# Start of EXCERPT PROVIDED

# Hmmm..... Don't know what to make of this?



## YYCHM (May 14, 2021)

Being 65+ I no longer need a fishing licence... so I dug out my tackle box to have a look see as to what I have.....






Not looking too promising LOL....






And that would be the last time I was in it.....

All of my coveted trout spoons dissolved.... What's with that?  My Pike spoons survived but the trout spoons went poof into a pile of dust including the hook????


----------



## DPittman (May 14, 2021)

Hmnn.  I've heard that a hook will dissolve in a fishs' mouth.  I'm not sure if I believe that or not.  Given enough time I guess they can dissolve in a tackle box too!
I just threw out a few years ago some canned salmon eggs from my fathers tackle box.  My dad had been dead for 33 years and I don't remember him fishing much in the 19 years that I knew him.  I figured the eggs probably were past their best before date.  I didn't have any disolved hooks tho!


----------



## RobinHood (May 14, 2021)

YYCHM said:


> All of my coveted trout spoons dissolved.... What's with that?



Galvanic corrosion between dissimilar metals would be my first guess.


----------



## CalgaryPT (May 15, 2021)

I don't fish anymore, but a few of those (specifically top left corner) look to be Len Thompson lures. Len Thompson is a great little Alberta company located in Lacombe. If you ever get a chance it's worth a trip just for the tour (when they offer them again). More to the point, I inquired about a few of their products years ago and they sent me a bunch a complimentary lures. I wonder if you ask them...they might accommodate a few replacements. I'm almost positive at least one is a Len Thompson YR.





Their website is: https://www.lenthompson.com/


----------



## YYCHM (May 15, 2021)

CalgaryPT said:


> I don't fish anymore, but a few of those (specifically top left corner) look to be Len Thompson lures. Len Thompson is a great little Alberta company located in Lacombe. If you ever get a chance it's worth a trip just for the tour (when they offer them again). More to the point, I inquired about a few of their products years ago and they sent me a bunch a complimentary lures. I wonder if you ask them...they might accommodate a few replacements. I'm almost positive at least one is a Len Thompson LR.
> 
> View attachment 14785
> Their website is: https://www.lenthompson.com/



Cool.... and yup that's what they were alright.  What is their manufacturing process?  I just stared in awe as to how something assumed to be metal dissolved into a pile of powder.  The larger pike spoons survived so somethings different about how they are made.

# End of EXCERPT PROVIDED
# Start of EXCERPTED DATA

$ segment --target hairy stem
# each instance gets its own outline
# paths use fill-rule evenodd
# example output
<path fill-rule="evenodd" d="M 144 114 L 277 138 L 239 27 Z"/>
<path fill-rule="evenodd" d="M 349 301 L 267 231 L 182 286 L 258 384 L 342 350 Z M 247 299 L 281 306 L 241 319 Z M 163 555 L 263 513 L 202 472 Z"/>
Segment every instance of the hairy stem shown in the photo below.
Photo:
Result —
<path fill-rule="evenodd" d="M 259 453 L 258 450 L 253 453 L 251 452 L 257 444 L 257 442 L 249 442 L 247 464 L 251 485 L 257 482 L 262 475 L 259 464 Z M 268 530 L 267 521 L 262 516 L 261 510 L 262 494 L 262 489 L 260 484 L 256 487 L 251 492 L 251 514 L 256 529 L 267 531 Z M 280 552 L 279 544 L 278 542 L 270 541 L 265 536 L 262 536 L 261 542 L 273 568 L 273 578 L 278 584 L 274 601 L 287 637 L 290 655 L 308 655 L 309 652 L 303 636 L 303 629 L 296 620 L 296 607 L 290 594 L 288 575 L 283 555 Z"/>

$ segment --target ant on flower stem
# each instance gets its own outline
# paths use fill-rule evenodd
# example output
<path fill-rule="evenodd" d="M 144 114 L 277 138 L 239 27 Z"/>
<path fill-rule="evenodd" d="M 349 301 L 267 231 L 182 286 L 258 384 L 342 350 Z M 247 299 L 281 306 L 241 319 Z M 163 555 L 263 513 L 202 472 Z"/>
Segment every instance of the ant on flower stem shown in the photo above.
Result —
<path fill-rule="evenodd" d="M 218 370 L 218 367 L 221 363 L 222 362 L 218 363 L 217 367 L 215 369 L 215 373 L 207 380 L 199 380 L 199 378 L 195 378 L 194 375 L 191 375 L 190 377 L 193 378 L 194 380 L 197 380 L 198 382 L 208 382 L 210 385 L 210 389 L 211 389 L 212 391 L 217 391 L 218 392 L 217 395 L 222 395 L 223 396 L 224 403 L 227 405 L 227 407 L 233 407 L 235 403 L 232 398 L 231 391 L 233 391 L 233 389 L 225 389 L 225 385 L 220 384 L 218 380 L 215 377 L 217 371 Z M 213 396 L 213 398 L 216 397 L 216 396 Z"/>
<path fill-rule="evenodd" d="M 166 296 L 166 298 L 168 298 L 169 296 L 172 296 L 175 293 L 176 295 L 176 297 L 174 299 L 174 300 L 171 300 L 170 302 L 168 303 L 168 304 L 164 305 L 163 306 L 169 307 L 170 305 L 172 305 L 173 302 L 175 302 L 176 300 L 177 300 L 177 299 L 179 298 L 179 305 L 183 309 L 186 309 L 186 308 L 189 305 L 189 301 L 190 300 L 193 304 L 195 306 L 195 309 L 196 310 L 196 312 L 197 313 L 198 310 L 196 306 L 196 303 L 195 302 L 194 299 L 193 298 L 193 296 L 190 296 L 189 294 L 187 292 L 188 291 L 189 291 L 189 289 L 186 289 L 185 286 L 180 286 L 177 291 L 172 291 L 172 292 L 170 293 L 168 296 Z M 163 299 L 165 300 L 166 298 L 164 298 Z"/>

# End of EXCERPTED DATA
# Start of EXCERPTED DATA

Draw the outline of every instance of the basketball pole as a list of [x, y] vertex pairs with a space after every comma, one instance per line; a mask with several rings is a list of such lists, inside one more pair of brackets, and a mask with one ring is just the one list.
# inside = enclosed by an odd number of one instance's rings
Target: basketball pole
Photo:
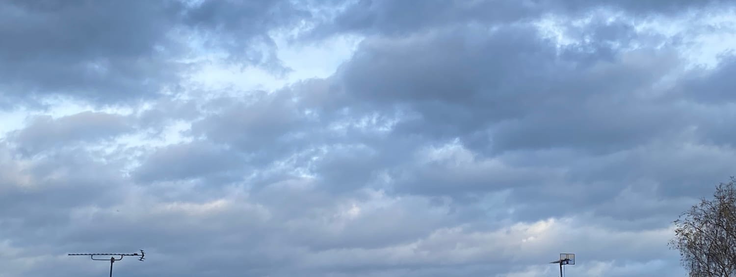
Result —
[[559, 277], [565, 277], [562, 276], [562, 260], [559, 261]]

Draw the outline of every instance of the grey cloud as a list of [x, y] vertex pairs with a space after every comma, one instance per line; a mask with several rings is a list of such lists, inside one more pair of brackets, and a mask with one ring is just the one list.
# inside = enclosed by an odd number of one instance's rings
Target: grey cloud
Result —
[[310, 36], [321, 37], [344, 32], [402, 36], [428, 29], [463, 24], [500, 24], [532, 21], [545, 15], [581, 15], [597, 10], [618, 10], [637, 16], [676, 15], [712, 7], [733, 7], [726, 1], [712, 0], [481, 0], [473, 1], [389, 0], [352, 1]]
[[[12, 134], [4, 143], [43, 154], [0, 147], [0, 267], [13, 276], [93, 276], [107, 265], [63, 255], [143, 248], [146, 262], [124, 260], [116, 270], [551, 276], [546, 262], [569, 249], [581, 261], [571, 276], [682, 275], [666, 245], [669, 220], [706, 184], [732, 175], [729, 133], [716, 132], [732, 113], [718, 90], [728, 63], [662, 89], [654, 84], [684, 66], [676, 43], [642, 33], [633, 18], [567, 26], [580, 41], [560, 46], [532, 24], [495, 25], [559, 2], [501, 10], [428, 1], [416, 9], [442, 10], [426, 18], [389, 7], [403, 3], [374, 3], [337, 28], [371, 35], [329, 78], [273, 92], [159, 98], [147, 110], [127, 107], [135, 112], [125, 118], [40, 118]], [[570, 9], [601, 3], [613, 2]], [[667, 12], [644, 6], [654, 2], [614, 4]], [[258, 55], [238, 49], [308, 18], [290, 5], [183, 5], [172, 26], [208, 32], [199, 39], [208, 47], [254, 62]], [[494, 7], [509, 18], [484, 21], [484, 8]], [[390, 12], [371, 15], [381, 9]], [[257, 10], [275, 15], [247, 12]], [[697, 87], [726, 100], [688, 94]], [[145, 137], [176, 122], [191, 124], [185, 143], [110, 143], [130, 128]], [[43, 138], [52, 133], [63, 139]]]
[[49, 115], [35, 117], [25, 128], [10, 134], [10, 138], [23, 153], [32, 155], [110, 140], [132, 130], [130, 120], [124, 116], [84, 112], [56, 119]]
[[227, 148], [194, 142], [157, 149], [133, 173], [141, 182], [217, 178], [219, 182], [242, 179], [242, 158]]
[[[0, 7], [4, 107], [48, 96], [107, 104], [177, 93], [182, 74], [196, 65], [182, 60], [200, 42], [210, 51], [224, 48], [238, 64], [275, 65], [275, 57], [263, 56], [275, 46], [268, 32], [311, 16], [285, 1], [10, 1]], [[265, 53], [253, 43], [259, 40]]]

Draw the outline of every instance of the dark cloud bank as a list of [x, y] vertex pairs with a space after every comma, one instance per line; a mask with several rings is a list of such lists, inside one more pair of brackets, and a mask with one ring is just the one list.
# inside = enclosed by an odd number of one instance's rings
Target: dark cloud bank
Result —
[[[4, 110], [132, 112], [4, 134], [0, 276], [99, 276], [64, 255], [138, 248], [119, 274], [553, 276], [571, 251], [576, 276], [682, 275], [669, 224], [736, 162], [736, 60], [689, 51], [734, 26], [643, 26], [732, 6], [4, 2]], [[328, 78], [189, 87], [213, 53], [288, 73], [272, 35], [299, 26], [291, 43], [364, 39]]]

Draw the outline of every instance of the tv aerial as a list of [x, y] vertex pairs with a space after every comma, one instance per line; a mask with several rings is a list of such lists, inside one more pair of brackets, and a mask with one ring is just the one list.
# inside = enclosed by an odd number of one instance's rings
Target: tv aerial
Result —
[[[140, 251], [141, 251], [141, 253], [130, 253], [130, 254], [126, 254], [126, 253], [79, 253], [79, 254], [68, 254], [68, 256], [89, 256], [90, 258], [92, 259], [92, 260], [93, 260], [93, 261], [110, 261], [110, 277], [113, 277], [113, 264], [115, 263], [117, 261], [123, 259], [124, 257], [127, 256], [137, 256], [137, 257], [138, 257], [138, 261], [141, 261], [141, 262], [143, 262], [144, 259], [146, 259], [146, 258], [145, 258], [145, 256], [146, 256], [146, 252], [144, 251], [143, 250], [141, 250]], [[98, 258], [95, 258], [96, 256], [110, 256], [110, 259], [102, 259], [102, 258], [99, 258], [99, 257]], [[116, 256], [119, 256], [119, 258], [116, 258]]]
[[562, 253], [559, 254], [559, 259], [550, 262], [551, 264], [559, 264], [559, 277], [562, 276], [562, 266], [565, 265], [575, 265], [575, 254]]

# End of EXCERPTED DATA

● **COMPLETE THE FOLLOWING**:
1/ Rewrite the fishing tackle thread from "Cool.... and yup" up to and including "they are made.", putting "dust" in place of "powder".
2/ Turn the records from the line with "Draw the outline of every instance of the grey" up to and including the line with "0], [352, 1]]" into a Markdown table with the columns Row and Line, numbering each line and skipping blank ones.

● **SOLVED TASKS**:
1/
Cool.... and yup that's what they were alright.  What is their manufacturing process?  I just stared in awe as to how something assumed to be metal dissolved into a pile of dust.  The larger pike spoons survived so somethings different about how they are made.

2/
| Row | Line |
|---|---|
| 1 | Draw the outline of every instance of the grey cloud as a list of [x, y] vertex pairs with a space after every comma, one instance per line; a mask with several rings is a list of such lists, inside one more pair of brackets, and a mask with one ring is just the one list. |
| 2 | # inside = enclosed by an odd number of one instance's rings |
| 3 | Target: grey cloud |
| 4 | Result — |
| 5 | [[310, 36], [321, 37], [344, 32], [402, 36], [428, 29], [463, 24], [500, 24], [532, 21], [545, 15], [581, 15], [597, 10], [618, 10], [637, 16], [676, 15], [712, 7], [733, 7], [726, 1], [712, 0], [481, 0], [473, 1], [389, 0], [352, 1]] |